**WHAT YOU WILL DO**
Present the listing below as a Markdown table with the columns Row and Line, giving each non-blank line its own numbered row and leaving the pictures out.
══════
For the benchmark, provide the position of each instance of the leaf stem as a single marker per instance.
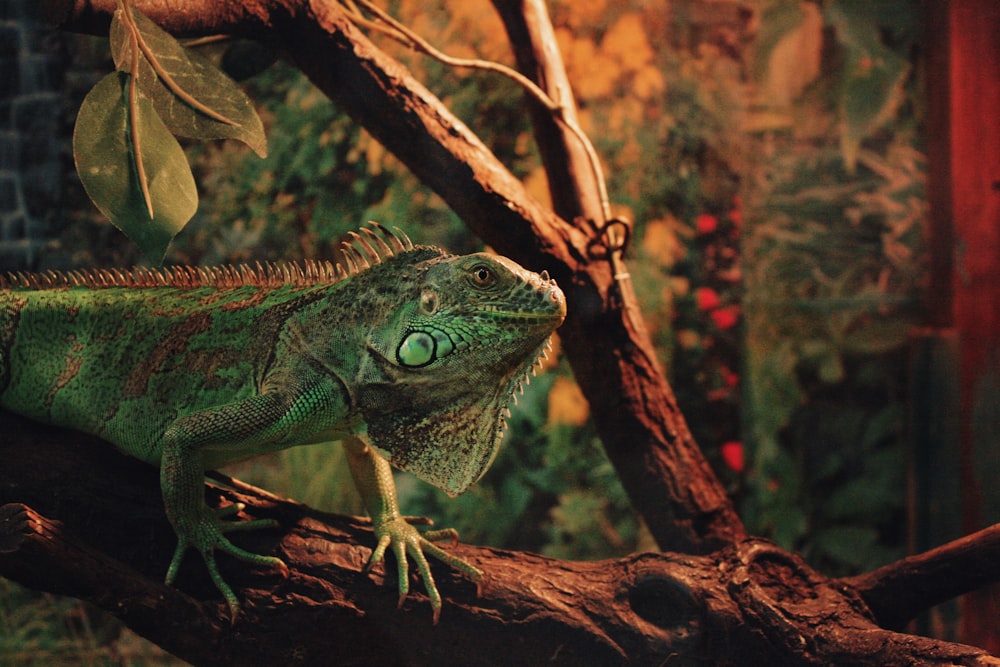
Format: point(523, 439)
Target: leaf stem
point(165, 76)
point(133, 109)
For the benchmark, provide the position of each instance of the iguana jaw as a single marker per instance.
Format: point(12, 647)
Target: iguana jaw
point(436, 387)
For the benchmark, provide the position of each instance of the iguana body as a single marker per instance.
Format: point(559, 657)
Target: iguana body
point(411, 349)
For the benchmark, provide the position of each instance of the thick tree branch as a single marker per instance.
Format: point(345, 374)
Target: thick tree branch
point(78, 518)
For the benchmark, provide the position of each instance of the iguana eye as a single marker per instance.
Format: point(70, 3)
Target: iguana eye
point(482, 276)
point(428, 303)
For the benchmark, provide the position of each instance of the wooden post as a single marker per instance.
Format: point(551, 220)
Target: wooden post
point(963, 86)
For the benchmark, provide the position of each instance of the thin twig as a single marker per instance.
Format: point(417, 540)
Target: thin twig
point(408, 38)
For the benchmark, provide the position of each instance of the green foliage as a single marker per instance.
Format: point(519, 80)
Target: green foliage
point(833, 258)
point(128, 160)
point(872, 40)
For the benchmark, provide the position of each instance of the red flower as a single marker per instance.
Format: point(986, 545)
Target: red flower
point(726, 318)
point(732, 455)
point(706, 298)
point(706, 224)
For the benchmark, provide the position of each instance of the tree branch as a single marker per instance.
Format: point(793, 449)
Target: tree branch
══════
**RESULT OF THE EXERCISE**
| Row | Line |
|---|---|
| 1 | For the benchmark, provide the position of each instance of the leaf stem as a single marker per instance. |
| 2 | Format: point(523, 439) |
| 3 | Target: leaf stem |
| 4 | point(165, 76) |
| 5 | point(133, 109) |
| 6 | For the benchmark, provide the position of each instance of the iguana jaw as a single marker per instance. |
| 7 | Format: point(12, 647) |
| 8 | Target: iguana jaw |
| 9 | point(436, 387) |
| 10 | For the benchmark, provide the position of each instance of the iguana body as a single marker per instance. |
| 11 | Format: point(559, 657) |
| 12 | Target: iguana body |
| 13 | point(411, 349) |
| 14 | For the benchmark, provide the position of each instance of the thick tree branch as a single marker per instance. |
| 15 | Format: point(345, 374) |
| 16 | Target: thick tree branch |
| 17 | point(78, 518) |
| 18 | For the benchmark, provide the position of each instance of the iguana eye as a single marker per instance. |
| 19 | Format: point(70, 3) |
| 20 | Target: iguana eye |
| 21 | point(482, 276) |
| 22 | point(428, 303) |
| 23 | For the benchmark, provide the position of each instance of the wooden post as a single marker per instance. |
| 24 | Format: point(551, 220) |
| 25 | Target: wooden post |
| 26 | point(963, 86) |
| 27 | For the benchmark, provide the position of each instance of the thin twig as a single marker per instance. |
| 28 | Format: point(417, 540) |
| 29 | Target: thin twig |
| 30 | point(408, 38) |
| 31 | For the benchmark, provide the position of each instance of the green foliage as a single marker per instance. |
| 32 | Format: point(519, 80) |
| 33 | Target: green foliage |
| 34 | point(833, 258) |
| 35 | point(128, 160) |
| 36 | point(872, 40) |
| 37 | For the benchmark, provide the position of each instance of the red flower as a single marker per instance. |
| 38 | Format: point(986, 545) |
| 39 | Target: red flower |
| 40 | point(726, 318) |
| 41 | point(732, 455) |
| 42 | point(706, 298) |
| 43 | point(706, 224) |
| 44 | For the benchmark, provide the position of each instance of the tree branch as a single marker per instance. |
| 45 | Format: point(793, 449) |
| 46 | Target: tree branch |